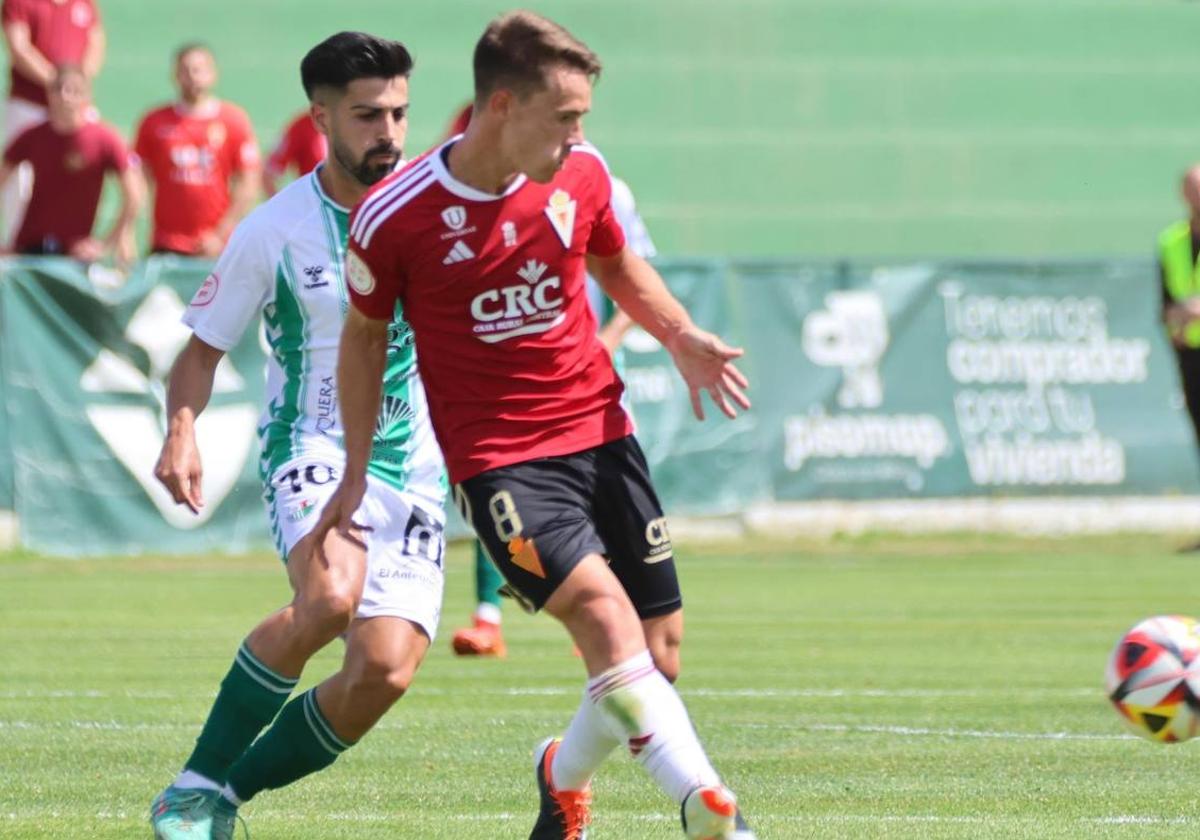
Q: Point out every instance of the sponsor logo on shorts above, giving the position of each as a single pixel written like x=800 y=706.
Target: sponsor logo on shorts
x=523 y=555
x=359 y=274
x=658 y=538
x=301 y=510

---

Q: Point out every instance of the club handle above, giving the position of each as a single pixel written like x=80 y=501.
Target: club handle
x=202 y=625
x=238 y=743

...

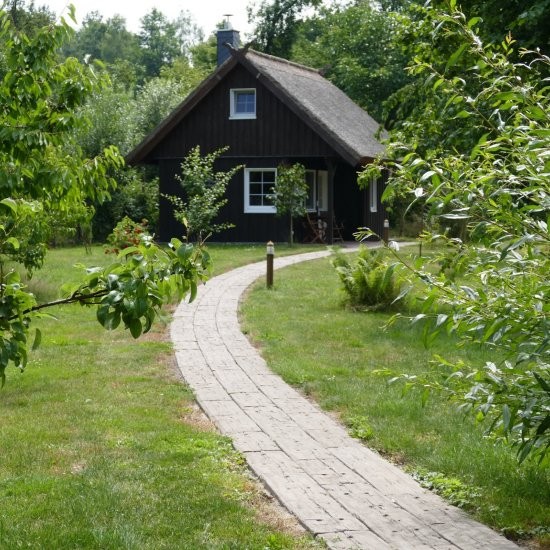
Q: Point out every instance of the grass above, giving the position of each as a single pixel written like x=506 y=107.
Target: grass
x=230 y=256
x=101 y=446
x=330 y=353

§ **What you are asked to do**: Rewrite the lines starting at the one that contains "Q: Point out every instance of the sponsor" and ending at the one that contains "x=301 y=510", with "sponsor logo" changed to "team crest" and everything else left as it is.

§ **Answer to this task**:
Q: Point out every instance of the team crest on shorts above, giving the position of each as a single pixel written like x=800 y=706.
Target: team crest on shorts
x=523 y=555
x=359 y=274
x=658 y=538
x=301 y=510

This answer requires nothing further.